▸ **The task**:
Give the lines of the material verbatim, from the first line to the line with "# inside = enclosed", including both.
++++ Exercise data
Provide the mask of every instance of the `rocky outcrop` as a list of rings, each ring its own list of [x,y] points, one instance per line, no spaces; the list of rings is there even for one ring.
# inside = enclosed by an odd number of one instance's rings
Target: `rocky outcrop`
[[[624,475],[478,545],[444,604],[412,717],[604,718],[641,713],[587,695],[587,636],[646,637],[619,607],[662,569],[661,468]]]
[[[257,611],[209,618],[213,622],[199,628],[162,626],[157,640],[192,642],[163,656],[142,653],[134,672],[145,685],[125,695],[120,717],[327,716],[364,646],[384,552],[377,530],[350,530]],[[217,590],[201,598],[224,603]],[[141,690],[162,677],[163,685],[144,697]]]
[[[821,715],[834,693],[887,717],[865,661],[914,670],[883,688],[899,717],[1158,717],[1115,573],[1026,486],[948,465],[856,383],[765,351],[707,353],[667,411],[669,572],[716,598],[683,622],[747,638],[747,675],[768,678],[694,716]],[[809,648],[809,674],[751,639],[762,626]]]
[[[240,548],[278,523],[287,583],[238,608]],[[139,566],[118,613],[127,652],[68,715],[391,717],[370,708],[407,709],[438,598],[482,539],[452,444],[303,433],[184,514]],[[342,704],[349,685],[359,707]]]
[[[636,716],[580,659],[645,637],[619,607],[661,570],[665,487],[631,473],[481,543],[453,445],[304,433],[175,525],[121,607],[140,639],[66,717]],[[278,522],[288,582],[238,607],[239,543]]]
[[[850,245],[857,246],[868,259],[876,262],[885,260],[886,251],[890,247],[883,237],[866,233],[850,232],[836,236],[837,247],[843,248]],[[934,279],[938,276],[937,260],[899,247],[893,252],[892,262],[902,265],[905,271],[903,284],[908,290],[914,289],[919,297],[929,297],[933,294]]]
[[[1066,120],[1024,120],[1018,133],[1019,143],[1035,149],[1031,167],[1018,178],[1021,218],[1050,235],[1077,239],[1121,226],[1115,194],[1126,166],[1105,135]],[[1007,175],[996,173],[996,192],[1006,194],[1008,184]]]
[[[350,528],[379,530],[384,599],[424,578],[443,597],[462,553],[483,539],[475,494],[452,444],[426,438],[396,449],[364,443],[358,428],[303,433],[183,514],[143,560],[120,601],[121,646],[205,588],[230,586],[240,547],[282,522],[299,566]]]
++++++++
▸ **Response below**:
Provide the mask of every instance of the `rocky outcrop` as a list of rings, each ring its own list of [x,y] points, one instance per line, no spaces; the list of rings is there even for one ring.
# inside = enclosed by an odd number of one instance's rings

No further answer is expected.